◆ **What to work on**:
Reproduce the data below with "instance" replaced by "occurrence" wherever it appears, leaving every other part unchanged. Omit the pictures from your answer.
### Provided data ###
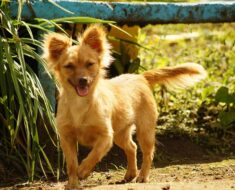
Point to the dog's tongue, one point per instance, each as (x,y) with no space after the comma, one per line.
(82,91)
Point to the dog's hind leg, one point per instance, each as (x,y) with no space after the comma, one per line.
(124,140)
(99,150)
(146,138)
(69,147)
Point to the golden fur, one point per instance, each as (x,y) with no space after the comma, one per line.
(103,111)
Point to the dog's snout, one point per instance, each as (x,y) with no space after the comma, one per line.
(83,81)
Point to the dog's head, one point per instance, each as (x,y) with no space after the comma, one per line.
(78,67)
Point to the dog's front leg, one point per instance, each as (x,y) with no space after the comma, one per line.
(69,147)
(99,150)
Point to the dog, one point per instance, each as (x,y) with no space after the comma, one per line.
(97,112)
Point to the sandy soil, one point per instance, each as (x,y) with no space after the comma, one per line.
(208,176)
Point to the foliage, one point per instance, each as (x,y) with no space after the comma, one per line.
(206,111)
(27,130)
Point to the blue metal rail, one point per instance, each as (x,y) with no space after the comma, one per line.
(125,13)
(133,13)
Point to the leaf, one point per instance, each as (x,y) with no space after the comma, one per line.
(227,117)
(223,96)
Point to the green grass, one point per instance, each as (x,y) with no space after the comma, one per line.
(196,111)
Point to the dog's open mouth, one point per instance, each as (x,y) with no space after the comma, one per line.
(82,90)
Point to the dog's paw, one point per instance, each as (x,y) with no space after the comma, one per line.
(72,186)
(83,172)
(130,175)
(142,179)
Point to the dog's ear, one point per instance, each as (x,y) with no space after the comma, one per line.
(95,37)
(54,46)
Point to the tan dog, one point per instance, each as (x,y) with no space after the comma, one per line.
(96,112)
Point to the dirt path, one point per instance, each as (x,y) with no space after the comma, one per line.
(210,176)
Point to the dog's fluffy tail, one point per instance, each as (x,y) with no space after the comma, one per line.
(176,77)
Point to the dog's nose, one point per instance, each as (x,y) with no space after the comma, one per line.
(83,81)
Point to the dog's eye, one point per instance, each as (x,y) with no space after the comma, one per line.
(69,66)
(89,64)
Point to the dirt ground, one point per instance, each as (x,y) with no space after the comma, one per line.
(179,164)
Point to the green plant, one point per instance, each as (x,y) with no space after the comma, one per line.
(27,130)
(22,101)
(227,114)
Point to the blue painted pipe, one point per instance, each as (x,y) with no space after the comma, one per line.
(133,13)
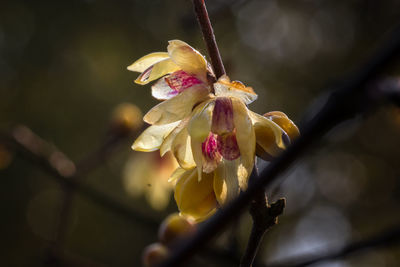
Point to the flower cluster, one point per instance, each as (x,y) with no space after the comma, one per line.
(208,128)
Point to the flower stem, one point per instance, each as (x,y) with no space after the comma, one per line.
(264,217)
(209,37)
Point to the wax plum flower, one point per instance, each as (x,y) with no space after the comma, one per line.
(183,84)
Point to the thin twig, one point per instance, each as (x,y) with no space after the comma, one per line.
(385,239)
(264,217)
(209,37)
(346,101)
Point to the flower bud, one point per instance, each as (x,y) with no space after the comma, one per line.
(175,227)
(126,118)
(154,254)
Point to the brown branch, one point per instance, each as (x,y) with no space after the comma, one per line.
(209,37)
(387,238)
(264,217)
(347,100)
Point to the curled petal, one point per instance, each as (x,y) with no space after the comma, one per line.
(224,87)
(188,59)
(226,182)
(199,128)
(146,61)
(181,149)
(167,143)
(245,134)
(156,71)
(152,138)
(284,122)
(200,124)
(176,175)
(177,107)
(195,198)
(222,120)
(270,137)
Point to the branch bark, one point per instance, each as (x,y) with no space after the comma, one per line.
(209,37)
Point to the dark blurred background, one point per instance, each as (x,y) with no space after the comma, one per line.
(63,72)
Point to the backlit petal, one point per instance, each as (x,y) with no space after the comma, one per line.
(284,122)
(156,71)
(177,107)
(269,135)
(245,134)
(226,183)
(167,143)
(195,198)
(152,138)
(188,58)
(146,61)
(224,87)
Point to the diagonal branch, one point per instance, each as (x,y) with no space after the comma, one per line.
(347,100)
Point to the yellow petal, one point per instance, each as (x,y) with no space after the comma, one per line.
(182,151)
(156,71)
(224,87)
(268,134)
(245,134)
(146,61)
(167,143)
(195,198)
(226,183)
(152,138)
(284,122)
(199,128)
(177,107)
(188,58)
(176,175)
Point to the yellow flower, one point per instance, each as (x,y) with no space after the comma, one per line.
(148,174)
(183,84)
(215,146)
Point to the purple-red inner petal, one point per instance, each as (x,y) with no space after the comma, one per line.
(228,147)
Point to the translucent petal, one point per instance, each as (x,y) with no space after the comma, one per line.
(176,175)
(156,71)
(152,138)
(167,143)
(245,134)
(146,61)
(188,58)
(181,149)
(224,87)
(226,183)
(284,122)
(177,107)
(222,119)
(195,198)
(269,135)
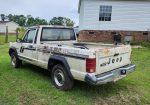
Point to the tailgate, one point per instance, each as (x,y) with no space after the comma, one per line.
(112,58)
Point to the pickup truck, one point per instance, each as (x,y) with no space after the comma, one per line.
(56,49)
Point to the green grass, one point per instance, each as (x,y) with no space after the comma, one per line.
(31,85)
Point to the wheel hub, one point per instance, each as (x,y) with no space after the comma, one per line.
(59,77)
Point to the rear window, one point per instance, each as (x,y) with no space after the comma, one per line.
(57,34)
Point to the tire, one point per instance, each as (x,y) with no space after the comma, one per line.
(61,79)
(15,62)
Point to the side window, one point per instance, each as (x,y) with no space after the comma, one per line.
(30,36)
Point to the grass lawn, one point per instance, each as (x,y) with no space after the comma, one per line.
(31,85)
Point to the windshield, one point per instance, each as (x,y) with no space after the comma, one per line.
(57,34)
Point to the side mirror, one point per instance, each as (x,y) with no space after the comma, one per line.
(77,35)
(19,40)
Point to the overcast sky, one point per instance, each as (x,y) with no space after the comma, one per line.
(41,8)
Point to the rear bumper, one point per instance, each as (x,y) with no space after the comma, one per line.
(111,76)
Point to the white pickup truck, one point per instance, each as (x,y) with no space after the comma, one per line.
(56,49)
###
◆ **Answer**:
Point to the dog's tongue, one point per occurrence, each as (x,y) with no space after the comma, one per line.
(82,91)
Point to the dog's hind leg, one point per occurrence, each as (x,y) with no space after the comma, one per line.
(124,140)
(99,150)
(146,138)
(69,147)
Point to the golden fur, one point per occurrence, each as (x,y) with no space after the comma, one per line.
(103,111)
Point to the dog's snout, one point per occurrence, each as (x,y) with no space after the comma, one per line.
(83,81)
Point to the dog's head, one point per occurrence, each as (x,y) with no space after the comma, one per line.
(78,67)
Point to the dog's front leg, one point per occurrence, each as (x,y) with no space after the comma, one per line.
(69,147)
(99,150)
Point to the dog, one point per occurrence, each as (x,y) with no space after the comma, one per line.
(97,112)
Point to the sandy soil, one point per occurrence, each as (x,y) with no space after the comma, one per line.
(208,176)
Point to the foliage, one point per occurrence, each as (x,y) with no space after the comma, one per line.
(206,111)
(27,130)
Point to the blue metal rail, one point per occurrence, each as (x,y) with no space after the comma, one per line.
(125,13)
(133,13)
Point to the leaf, one point per occurrence, each as (x,y) with no space after the comma, one per line.
(227,117)
(223,96)
Point to the green grass, one point per occurrence, each as (x,y) with no space after the comma, one per line.
(196,111)
Point to the dog's open mouth, one point per occurrence, each as (x,y) with no space after the comma, one per line.
(82,90)
Point to the dog's paw, one point per occurrence, each as (x,y) with no space after the comma, one per line.
(72,186)
(83,172)
(130,175)
(142,179)
Point to the dog's ear, one point per occurrence, each as (x,y) with no space after the comma, one per line.
(95,37)
(54,46)
Point to the tan dog, one point per occurrence, each as (x,y) with no space after the comma, one per line.
(96,112)
Point to the dirt path, one point per occurrence, each as (x,y) with no space after the comma, one per line.
(210,176)
Point to the dog's fluffy tail, one point per occurrence, each as (x,y) with no space after the comma, one per line.
(176,77)
Point to the dog's nose, one point per occurrence, each as (x,y) with no space after the comma, one per line.
(83,81)
Point to the dog's eye, one point per occurrence, each as (x,y) with no space after the comma, one per line.
(69,66)
(89,64)
Point to the dirt ground, one point per occurrence, each as (x,y) with no space after the comma, one per line.
(179,164)
Point to the green plant, one point per occurrence, each as (x,y) with no space after the comma, one per line.
(27,130)
(22,101)
(227,114)
Point to the blue painted pipe, one point per occurrence, each as (x,y) with no space after the comma, one per line.
(133,13)
Point to the flower cluster, one point per occurrence, each as (x,y) with no space after the comma, one per line.
(208,128)
Point to the flower stem, one point per occurrence, each as (x,y) with no space after the comma, one per line.
(264,217)
(209,37)
Point to the wax plum flower, one point per occurrence, each as (x,y) with no space after the comma, one per line.
(183,84)
Point to the thin twig, one point per occurrence, each as (x,y) with no space after the comma, one per line.
(385,239)
(264,217)
(209,37)
(346,101)
Point to the flower bud, one point per occurrence, each as (x,y) with no space after the comma, one per line.
(175,227)
(126,118)
(154,254)
Point to the brown branch, one point per occurrence, each as (x,y) with no space after the comma, one per line.
(209,37)
(387,238)
(264,217)
(347,100)
Point to the curled petal, one point per occurrence, each as (x,y) with no space after the comma, one per line.
(224,87)
(188,59)
(226,182)
(199,128)
(146,61)
(181,149)
(167,143)
(245,134)
(156,71)
(152,138)
(284,122)
(200,124)
(176,175)
(177,107)
(195,198)
(222,120)
(270,137)
Point to the branch bark, one point per occurrence, each as (x,y) with no space after the comma, one per line.
(209,37)
Point to the dark blurred background, one point per occurrence, each as (x,y) with no space after the comma, one per line.
(63,72)
Point to the backlit petal, one point per occurrence, each as (x,y) with no space after the comma, one per line.
(284,122)
(156,71)
(177,107)
(269,135)
(245,134)
(226,183)
(167,143)
(195,198)
(152,138)
(188,58)
(146,61)
(224,87)
Point to the diagonal branch, one point per occurrence, each as (x,y) with no space after the comma, one per line.
(347,100)
Point to the yellow petal, one point per occurrence, each as (x,y) with no space after the comma, one per line.
(182,151)
(156,71)
(224,87)
(268,134)
(245,134)
(146,61)
(167,143)
(195,198)
(226,183)
(152,138)
(284,122)
(199,128)
(177,107)
(188,58)
(176,175)
Point to the yellow flower, one point per occurrence, each as (x,y) with no space after the comma, one per line.
(148,174)
(183,84)
(215,146)
Point to the purple-red inner petal, one point per occurrence, each as (x,y) with no space after the comma, one per line.
(228,147)
Point to the translucent petal, one point per occurrence, each as (x,y) with no space after the comma, one per line.
(176,175)
(156,71)
(152,138)
(167,143)
(245,134)
(146,61)
(188,58)
(181,149)
(224,87)
(226,183)
(284,122)
(177,107)
(222,119)
(195,198)
(269,135)
Point to the tailgate, one point per occurrence, each as (x,y) with no space after the comma, one per line.
(112,58)
Point to the pickup truck, one point per occurrence, each as (x,y) with no space after the comma, one per line.
(56,49)
Point to the green grass, one point per occurrence, each as (x,y) with no space after the comma, one per line.
(31,85)
Point to the wheel hub, one point per occurrence, each as (x,y) with no space after the comma, one per line.
(59,77)
Point to the rear window, one point per occurrence, each as (x,y) with no space after the comma, one per line.
(57,34)
Point to the tire, one point per occurrence, each as (x,y) with no space after the comma, one per line.
(61,79)
(15,62)
Point to the side window, one point per occurrence, each as (x,y) with no space after the comma, one per line.
(30,36)
Point to the grass lawn, one point per occurrence, each as (x,y) with no space after the comma, one per line.
(31,85)
Point to the windshield, one point per occurrence, each as (x,y) with no space after the comma, one per line.
(57,34)
Point to the side mirror, one point per occurrence, each as (x,y) with no space after the comma, one per line.
(77,35)
(19,40)
Point to the overcast sky, one point per occurrence, each as (x,y) with no space after the comma, one per line.
(41,8)
Point to the rear bumper, one point per occurrence, each as (x,y) with no space after the comma, one per line.
(111,76)
Point to the white pickup truck, one point per occurrence, each as (x,y) with no space after the comma, one per line.
(56,49)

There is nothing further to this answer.